(Tasks to complete):
A. In the passage on Trotsky's opposition to Stalinism, transcribe the text between "The left communists" and "Bolshevik central organ.", inclusive.
B. Answer these questions from the passage on Trotsky's opposition to Stalinism:
(i) By what year had Trotsky adopted an openly oppositional stance?
(ii) Whose "Testament" was Trotsky reluctant to use to expose Stalin?
(iii) The positions of which group are described as intransigent?
C. Write the next part of the passage on Trotsky's opposition to Stalinism, continuing from where it stops.

(Given text):
◆ ◆ ◆ ◆
The left communists were thus the theoretical avant-garde in the struggle against the counter-revolution in Russia. The fact that Trotsky had, by 1923, adopted an openly oppositional stance was of considerable importance given his reputation as a leader of the October insurrection. But compared to the intransigent positions of the Workers Group, Trotsky’s opposition to Stalinism was marked by its hesitant, centrist approach:

Trotsky missed a number of opportunities to lead an overt fight against Stalinism, in particular through his reluctance to use Lenin’s “Testament” to expose Stalin and remove him from the leadership of the party;

he tended to lapse into silence during many of the debates within the Bolshevik central organ.

These failings were partly due to questions of character: Trotsky was not an accomplished intriguer like Stalin and lacked his overwhelming personal ambition. But there were more fundamental political motivations behind Trotsky’s inability to take his criticisms to the radical conclusions reached by the communist left:

Trotsky was never able to understand that Stalin and his faction did not represent a mistaken, centrist tendency within the proletarian camp, but was the spearhead of a bourgeois counter-revolution;         

Trotsky’s own history as a figure at the very centre of the soviet regime made it extremely difficult for him to detach himself from the process of degeneration. An ingrained “patriotism of the party” made it extremely difficult for Trotsky and other oppositionists to fully accept that the party could be wrong.         

4. “1924-28: the triumph of Stalinist state capitalism” (International Review n°102)
◆ ◆ ◆ ◆
(Records provided):
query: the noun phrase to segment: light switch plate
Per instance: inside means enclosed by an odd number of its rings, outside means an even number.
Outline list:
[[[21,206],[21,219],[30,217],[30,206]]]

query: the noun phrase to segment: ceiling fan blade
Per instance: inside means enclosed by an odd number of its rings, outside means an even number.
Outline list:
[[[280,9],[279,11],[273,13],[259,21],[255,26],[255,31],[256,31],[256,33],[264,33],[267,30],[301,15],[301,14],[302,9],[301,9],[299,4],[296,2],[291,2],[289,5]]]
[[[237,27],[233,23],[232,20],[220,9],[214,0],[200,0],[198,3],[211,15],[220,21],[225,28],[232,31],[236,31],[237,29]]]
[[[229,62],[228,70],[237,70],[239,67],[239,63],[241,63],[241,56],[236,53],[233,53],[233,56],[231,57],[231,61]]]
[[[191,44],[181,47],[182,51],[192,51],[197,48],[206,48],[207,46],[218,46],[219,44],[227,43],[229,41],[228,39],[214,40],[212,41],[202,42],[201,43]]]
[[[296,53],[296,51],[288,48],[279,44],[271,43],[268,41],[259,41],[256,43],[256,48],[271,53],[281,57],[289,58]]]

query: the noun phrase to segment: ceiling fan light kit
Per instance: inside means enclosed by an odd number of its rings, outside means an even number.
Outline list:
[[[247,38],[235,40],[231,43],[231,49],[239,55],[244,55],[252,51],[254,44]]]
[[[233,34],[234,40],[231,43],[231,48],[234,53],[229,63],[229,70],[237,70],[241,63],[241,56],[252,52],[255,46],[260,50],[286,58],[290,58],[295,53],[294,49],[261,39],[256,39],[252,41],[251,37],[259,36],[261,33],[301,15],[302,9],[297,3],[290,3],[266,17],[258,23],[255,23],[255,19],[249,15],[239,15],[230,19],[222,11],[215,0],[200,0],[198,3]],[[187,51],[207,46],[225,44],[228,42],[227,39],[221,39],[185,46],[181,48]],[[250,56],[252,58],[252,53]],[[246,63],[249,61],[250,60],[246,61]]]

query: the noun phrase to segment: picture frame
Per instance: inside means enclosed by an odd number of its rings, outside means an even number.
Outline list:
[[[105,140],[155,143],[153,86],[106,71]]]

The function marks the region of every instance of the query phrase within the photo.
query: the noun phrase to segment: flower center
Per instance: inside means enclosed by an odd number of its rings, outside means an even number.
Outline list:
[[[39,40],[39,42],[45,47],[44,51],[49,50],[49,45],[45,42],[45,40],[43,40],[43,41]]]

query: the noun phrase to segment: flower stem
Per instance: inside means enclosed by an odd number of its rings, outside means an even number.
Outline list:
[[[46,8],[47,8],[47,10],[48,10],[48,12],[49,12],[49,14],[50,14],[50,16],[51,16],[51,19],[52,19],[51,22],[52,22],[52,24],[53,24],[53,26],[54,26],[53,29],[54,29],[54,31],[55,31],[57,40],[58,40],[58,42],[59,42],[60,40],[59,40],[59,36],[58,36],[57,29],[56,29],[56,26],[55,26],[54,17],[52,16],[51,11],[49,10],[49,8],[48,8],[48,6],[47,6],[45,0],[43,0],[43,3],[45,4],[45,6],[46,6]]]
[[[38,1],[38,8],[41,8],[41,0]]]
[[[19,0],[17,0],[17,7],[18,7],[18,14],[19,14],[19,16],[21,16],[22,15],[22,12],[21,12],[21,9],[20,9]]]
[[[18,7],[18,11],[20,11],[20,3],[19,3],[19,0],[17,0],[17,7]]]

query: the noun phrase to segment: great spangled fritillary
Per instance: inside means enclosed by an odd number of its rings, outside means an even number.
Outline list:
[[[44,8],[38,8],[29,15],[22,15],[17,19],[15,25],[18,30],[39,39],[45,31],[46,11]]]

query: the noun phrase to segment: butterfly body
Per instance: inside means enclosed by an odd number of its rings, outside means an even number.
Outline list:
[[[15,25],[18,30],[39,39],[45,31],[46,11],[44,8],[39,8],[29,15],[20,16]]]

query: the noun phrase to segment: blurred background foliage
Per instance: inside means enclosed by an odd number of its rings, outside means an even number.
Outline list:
◆ ◆ ◆ ◆
(Results of the tasks):
A.
The left communists were thus the theoretical avant-garde in the struggle against the counter-revolution in Russia. The fact that Trotsky had, by 1923, adopted an openly oppositional stance was of considerable importance given his reputation as a leader of the October insurrection. But compared to the intransigent positions of the Workers Group, Trotsky’s opposition to Stalinism was marked by its hesitant, centrist approach:

Trotsky missed a number of opportunities to lead an overt fight against Stalinism, in particular through his reluctance to use Lenin’s “Testament” to expose Stalin and remove him from the leadership of the party;

he tended to lapse into silence during many of the debates within the Bolshevik central organ.

B.
(i) 1923
(ii) Lenin's
(iii) The Workers Group

C.
By 1927 Trotsky had accepted that there was a danger of bourgeois restoration in Russia – a kind of creeping counter-revolution without a formal overthrow of the Bolshevik regime. But he largely underestimated the degree to which this process was already all but complete:

  • because it was hard for him to understand that he himself had already contributed a great deal to the process of degeneration (through such policies as the militarisation of labour, the suppression of Kronstadt, etc);
  • because, while understanding that the problems facing the USSR were a product of isolation and the retreat in the international revolution, Trotsky was not able to see the scale of the defeat that had descended on the working class; most important, he was unable to recognise that the USSR had already begun to integrate itself into the world imperialist system;

Trotsky believed that “Thermidor” would come about through the victory of those forces pushing for a return to private ownership (NEPmen, kulaks, the Bukharinist right). Stalinism was defined as a form of centrism, not as the spearhead of a state capitalist counter-revolution.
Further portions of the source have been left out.